CHALLENGE. Please transcribe everything from "[Simtrainer-l] Non-readers" down to "which to build." in the mailing-list post on non-readers below, word for word.

EXTRACT TO READ.
--- begin ---
[Simtrainer-l] Non-readers

Kathy Gast kbgast at earthlink.net
Sat Jan 14 22:46:14 CST 2017


I can easily say “Ditto” to what both Cyndi and Bev have shared; the only other possible program that may be useful is the LindaMood Phoneme Sequencing Program to augment others mentioned (again, depending on the student’s instructional history as well as strength in basic phonemic awareness on which to build.  

The bigger issue is often time available, willingness on not only the student’s part but that of the school’s in order to provide the needed remediation instead of continuing to drive towards meeting the standards and credits demanded for graduation.  We know programs that work — and while motivation is the ignition,  it’s often strangled when teachers are not allowed to provide what is truly needed for students to be able to leave secondary education well-equipped.  At least that is what I am seeing in my neck of the woods……Sensible education reform, anyone?

Kathy


Kathy Boyle-Gast, 
Educational Consultant, LLC
Strategic Instruction Model™ 
Professional Developer

kbgast at earthlink.net
kbgast at uga.edu

"Promise me you'll always remember: You're braver than you believe, and stronger than you seem, and smarter than you think."  ~ Christopher Robin to Pooh



> On Jan 14, 2017, at 1:23 PM, Cynthia Martin via Simtrainer-l <simtrainer-l at lists.ku.edu> wrote:
> 
> Ed,  I always try to give at least one more earnest effort to teach adolescents literacy skills through an intensive, structured literacy program such as Wilson (WRS) or an intense 16 month daily class of Wilson Just Words which is designed specifically for adolescent learners with significant reading struggles.  You never know if students have had an intensive, structured literacy program on basic reading skills without a complete intervention history.  I've had good luck, in some cases, with Just Words or WRS (Wilson Reading System) IF the older students are committed.  Often, they have had it at that point with interventions and getting 'buy in' is challenging.  Also, I know there are other Orton Gillingham based models of instruction besides WRS; but the principles are the same.
--- end ---
SUPPLIED DATA.
--- begin ---
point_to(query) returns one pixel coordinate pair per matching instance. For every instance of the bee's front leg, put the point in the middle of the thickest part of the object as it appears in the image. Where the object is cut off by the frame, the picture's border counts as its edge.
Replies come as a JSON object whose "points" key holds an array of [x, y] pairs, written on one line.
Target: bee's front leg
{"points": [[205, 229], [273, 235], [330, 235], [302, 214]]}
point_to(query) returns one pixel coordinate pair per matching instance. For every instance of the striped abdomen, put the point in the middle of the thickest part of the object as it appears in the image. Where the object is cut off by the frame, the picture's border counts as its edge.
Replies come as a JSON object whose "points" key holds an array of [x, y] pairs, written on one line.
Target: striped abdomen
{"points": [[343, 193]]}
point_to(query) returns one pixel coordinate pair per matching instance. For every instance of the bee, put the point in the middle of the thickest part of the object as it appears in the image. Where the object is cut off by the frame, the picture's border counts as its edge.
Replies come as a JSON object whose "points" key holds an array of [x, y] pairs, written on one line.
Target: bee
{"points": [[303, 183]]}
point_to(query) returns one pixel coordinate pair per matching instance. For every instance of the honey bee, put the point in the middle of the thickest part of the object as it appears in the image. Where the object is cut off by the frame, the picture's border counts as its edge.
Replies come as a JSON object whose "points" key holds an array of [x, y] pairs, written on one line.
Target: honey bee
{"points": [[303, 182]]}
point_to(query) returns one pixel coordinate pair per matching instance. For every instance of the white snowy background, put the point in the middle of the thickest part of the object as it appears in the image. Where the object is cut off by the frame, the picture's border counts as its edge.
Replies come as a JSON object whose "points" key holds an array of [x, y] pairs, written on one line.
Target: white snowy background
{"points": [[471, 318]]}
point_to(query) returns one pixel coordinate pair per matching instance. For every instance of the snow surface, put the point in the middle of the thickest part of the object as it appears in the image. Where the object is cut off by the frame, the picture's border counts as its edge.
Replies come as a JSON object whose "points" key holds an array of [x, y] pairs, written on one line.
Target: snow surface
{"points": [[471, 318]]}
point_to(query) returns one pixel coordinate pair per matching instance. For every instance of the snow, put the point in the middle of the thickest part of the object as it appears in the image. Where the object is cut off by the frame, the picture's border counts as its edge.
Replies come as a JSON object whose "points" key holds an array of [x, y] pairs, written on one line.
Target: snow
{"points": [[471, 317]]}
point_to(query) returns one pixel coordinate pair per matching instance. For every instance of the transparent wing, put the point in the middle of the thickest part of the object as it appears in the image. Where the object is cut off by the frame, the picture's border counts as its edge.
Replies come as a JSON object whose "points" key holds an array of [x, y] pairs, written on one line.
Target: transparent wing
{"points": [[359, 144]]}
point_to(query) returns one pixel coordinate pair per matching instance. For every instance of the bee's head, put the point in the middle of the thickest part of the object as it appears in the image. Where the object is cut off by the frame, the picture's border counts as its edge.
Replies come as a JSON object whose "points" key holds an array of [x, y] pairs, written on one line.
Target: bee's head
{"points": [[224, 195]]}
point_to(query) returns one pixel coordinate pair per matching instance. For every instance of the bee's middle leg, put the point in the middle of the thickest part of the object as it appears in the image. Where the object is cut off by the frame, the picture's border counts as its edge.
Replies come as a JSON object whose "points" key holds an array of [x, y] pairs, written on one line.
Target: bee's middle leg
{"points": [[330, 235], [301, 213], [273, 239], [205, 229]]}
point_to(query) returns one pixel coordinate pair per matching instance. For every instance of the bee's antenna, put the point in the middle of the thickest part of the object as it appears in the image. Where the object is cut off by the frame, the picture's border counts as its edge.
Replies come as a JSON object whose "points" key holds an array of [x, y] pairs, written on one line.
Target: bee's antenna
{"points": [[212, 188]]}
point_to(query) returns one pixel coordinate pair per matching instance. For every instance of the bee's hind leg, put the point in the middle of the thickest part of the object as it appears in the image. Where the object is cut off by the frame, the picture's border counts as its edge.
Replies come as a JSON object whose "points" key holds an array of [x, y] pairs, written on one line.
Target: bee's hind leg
--- end ---
RESULT.
[Simtrainer-l] Non-readers

Kathy Gast kbgast at earthlink.net
Sat Jan 14 22:46:14 CST 2017


I can easily say “Ditto” to what both Cyndi and Bev have shared; the only other possible program that may be useful is the LindaMood Phoneme Sequencing Program to augment others mentioned (again, depending on the student’s instructional history as well as strength in basic phonemic awareness on which to build.